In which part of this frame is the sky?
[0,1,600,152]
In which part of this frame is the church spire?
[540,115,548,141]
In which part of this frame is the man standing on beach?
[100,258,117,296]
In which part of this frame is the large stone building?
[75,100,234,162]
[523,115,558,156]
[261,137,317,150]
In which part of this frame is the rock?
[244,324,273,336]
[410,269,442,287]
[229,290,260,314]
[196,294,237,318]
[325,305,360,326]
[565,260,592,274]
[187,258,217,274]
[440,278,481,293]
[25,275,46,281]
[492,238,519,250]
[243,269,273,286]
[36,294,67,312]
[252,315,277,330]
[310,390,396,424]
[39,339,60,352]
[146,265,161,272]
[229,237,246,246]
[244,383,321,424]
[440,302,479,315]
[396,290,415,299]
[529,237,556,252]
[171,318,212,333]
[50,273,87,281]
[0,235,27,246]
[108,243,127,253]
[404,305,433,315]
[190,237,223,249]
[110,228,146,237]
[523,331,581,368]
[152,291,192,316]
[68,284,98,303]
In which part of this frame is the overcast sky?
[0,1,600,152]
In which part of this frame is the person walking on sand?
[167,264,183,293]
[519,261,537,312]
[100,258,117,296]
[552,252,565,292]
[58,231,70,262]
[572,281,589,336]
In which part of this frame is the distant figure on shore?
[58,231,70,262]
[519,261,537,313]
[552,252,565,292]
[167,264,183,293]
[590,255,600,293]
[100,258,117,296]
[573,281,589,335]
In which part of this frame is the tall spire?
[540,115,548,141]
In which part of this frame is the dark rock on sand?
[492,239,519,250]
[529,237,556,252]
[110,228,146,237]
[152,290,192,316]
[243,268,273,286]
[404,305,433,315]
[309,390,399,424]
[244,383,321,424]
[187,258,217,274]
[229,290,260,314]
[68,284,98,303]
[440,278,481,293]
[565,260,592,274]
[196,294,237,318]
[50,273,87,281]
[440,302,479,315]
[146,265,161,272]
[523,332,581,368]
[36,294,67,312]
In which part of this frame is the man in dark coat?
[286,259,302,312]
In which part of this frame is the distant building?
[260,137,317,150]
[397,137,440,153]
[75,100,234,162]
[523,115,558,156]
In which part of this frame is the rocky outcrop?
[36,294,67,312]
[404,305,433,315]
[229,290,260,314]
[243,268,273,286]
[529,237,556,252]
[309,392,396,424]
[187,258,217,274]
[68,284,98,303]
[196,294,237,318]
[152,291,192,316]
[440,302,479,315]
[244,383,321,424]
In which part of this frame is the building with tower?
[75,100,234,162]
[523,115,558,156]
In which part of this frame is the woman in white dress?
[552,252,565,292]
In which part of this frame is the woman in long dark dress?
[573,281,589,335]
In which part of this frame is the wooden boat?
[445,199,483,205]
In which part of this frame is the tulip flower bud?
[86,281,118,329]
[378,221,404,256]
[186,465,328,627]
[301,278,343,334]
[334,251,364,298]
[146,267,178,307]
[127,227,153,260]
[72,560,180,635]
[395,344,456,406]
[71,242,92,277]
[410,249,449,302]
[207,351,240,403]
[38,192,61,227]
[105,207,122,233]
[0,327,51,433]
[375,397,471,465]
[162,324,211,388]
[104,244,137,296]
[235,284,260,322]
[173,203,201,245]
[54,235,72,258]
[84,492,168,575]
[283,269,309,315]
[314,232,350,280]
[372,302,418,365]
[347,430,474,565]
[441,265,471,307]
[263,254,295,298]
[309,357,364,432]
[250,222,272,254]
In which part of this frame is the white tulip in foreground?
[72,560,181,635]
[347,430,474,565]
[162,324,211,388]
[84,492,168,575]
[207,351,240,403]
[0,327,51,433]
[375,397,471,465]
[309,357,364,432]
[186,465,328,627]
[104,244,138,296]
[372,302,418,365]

◇ ◇ ◇ ◇ ◇

- _WORK TO BE COMPLETED_
Rewrite every item above as a numbered list, skipping any blank lines.

- _ANSWER BELOW_
1. In which part of this frame is the sky?
2. [0,1,600,152]
3. In which part of this frame is the church spire?
4. [540,115,548,141]
5. In which part of this frame is the man standing on beach?
6. [100,258,117,296]
7. In which part of this frame is the large stone building?
8. [75,100,234,162]
9. [523,115,558,156]
10. [261,137,317,150]
11. In which part of this frame is the rock?
12. [244,324,273,336]
13. [410,269,442,287]
14. [229,290,260,314]
15. [196,294,237,318]
16. [325,305,360,326]
17. [565,260,592,274]
18. [187,258,217,274]
19. [440,278,481,293]
20. [25,275,46,281]
21. [492,238,519,250]
22. [243,269,273,286]
23. [36,294,67,312]
24. [252,315,277,330]
25. [310,390,396,424]
26. [39,339,60,352]
27. [146,265,161,272]
28. [229,237,246,246]
29. [244,383,321,424]
30. [440,302,479,315]
31. [396,290,415,299]
32. [529,237,556,252]
33. [171,318,212,333]
34. [50,273,87,281]
35. [0,235,27,246]
36. [108,243,127,253]
37. [404,305,433,315]
38. [190,237,223,249]
39. [110,228,146,237]
40. [523,331,581,368]
41. [152,291,192,316]
42. [68,284,98,303]
43. In which part of this frame is the overcast sky?
44. [0,1,600,152]
45. In which part of this frame is the person walking on sand?
46. [167,264,183,293]
47. [519,261,537,312]
48. [100,258,117,296]
49. [552,252,565,292]
50. [58,231,70,262]
51. [572,281,589,336]
52. In which part of this frame is the distant figure on shore?
53. [58,231,70,262]
54. [519,261,537,313]
55. [552,252,565,292]
56. [167,264,183,293]
57. [590,255,600,293]
58. [100,258,117,296]
59. [573,281,589,335]
60. In which part of this frame is the tall spire?
61. [540,115,548,141]
62. In which part of this frame is the dark rock on sand?
63. [492,239,519,250]
64. [529,237,556,252]
65. [110,228,146,237]
66. [152,290,192,316]
67. [243,268,273,286]
68. [404,305,433,315]
69. [309,390,399,424]
70. [244,383,321,424]
71. [187,258,217,274]
72. [229,290,260,314]
73. [68,284,98,303]
74. [440,278,481,293]
75. [565,260,592,274]
76. [196,294,237,318]
77. [50,273,87,281]
78. [440,302,479,315]
79. [146,265,161,272]
80. [523,332,581,368]
81. [36,294,67,312]
82. In which part of this frame is the man in dark coat?
83. [286,259,302,312]
84. In which part of this frame is the distant building?
85. [260,137,317,150]
86. [397,137,440,153]
87. [75,100,234,162]
88. [523,115,558,156]
89. In which part of this frame is the rocky outcrop?
90. [36,294,67,312]
91. [404,305,433,315]
92. [229,290,260,314]
93. [243,268,273,286]
94. [529,237,556,252]
95. [309,392,396,424]
96. [187,258,217,274]
97. [68,284,98,303]
98. [196,294,237,318]
99. [152,291,192,316]
100. [440,302,479,315]
101. [244,383,321,424]
102. In which part of this frame is the building with tower?
103. [75,100,234,162]
104. [523,115,558,156]
105. In which part of this frame is the woman in white dress?
106. [552,252,565,292]
107. In which part of this frame is the woman in long dark dress?
108. [573,281,589,335]
109. In which part of this frame is the wooden boat?
110. [445,199,483,205]
111. In which part of this frame is the tulip flower bud?
112. [86,281,118,329]
113. [378,221,404,256]
114. [186,465,328,627]
115. [301,278,343,334]
116. [334,251,364,298]
117. [146,267,178,307]
118. [127,227,153,260]
119. [72,560,180,635]
120. [395,344,456,406]
121. [71,242,92,277]
122. [410,249,449,302]
123. [207,351,240,403]
124. [38,192,61,227]
125. [105,207,122,233]
126. [0,327,51,433]
127. [375,397,471,465]
128. [162,324,211,388]
129. [104,244,137,296]
130. [235,284,260,322]
131. [173,203,201,245]
132. [54,235,72,258]
133. [84,492,168,575]
134. [283,269,309,315]
135. [314,232,350,280]
136. [372,302,418,365]
137. [347,430,474,565]
138. [441,265,471,307]
139. [263,254,295,298]
140. [309,357,364,432]
141. [250,222,272,254]
142. In which part of this frame is the white tulip in foreground?
143. [72,560,181,635]
144. [347,430,474,565]
145. [162,324,211,388]
146. [84,492,168,575]
147. [207,351,240,403]
148. [0,327,51,433]
149. [375,397,471,465]
150. [309,357,364,432]
151. [186,465,328,627]
152. [104,244,138,296]
153. [372,302,418,365]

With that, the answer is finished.